DO THIS:
Retype the listing that follows, word for word.

:: MATERIAL PROVIDED

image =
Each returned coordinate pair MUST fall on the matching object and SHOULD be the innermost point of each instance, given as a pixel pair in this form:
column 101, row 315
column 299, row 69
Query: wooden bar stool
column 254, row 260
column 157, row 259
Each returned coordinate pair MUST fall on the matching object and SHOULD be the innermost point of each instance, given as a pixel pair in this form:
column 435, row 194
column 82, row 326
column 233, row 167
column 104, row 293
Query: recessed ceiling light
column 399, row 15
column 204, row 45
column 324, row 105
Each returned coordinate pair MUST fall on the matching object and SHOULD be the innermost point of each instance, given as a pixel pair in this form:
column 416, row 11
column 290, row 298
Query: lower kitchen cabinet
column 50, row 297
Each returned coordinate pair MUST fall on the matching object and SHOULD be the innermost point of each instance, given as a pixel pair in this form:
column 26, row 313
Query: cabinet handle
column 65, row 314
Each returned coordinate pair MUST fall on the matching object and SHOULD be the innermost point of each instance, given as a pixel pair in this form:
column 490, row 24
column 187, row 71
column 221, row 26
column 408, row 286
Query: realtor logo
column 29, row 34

::::

SOLUTION TO THE PROBLEM:
image =
Each returned coordinate pair MUST fall on the matching object and SHOULD be the innermost point of each instance, given as a pixel pair in this form:
column 101, row 315
column 299, row 69
Query: wooden bar stool
column 254, row 260
column 157, row 259
Each returned coordinate pair MUST fall on the matching object and SHOULD be the innermost point of each instance, given as a pixel pair in this form:
column 435, row 194
column 82, row 326
column 233, row 167
column 104, row 293
Query: recessed ceiling light
column 399, row 15
column 204, row 45
column 324, row 105
Each returned coordinate pair MUST fall on the matching object and SHOULD be the innermost point of each instance, given as a pixel pair in this form:
column 416, row 11
column 290, row 298
Query: lower kitchen cabinet
column 50, row 297
Each returned coordinate pair MUST fall on the matching object and SHOULD be the innermost point of each instance, given as a pixel pair in this form:
column 26, row 313
Query: cabinet handle
column 65, row 314
Each returned coordinate pair MUST fall on the matching object and SHOULD be the innermost point of each instance, given as a pixel pair in this form:
column 490, row 24
column 187, row 71
column 221, row 26
column 408, row 286
Query: realtor logo
column 29, row 34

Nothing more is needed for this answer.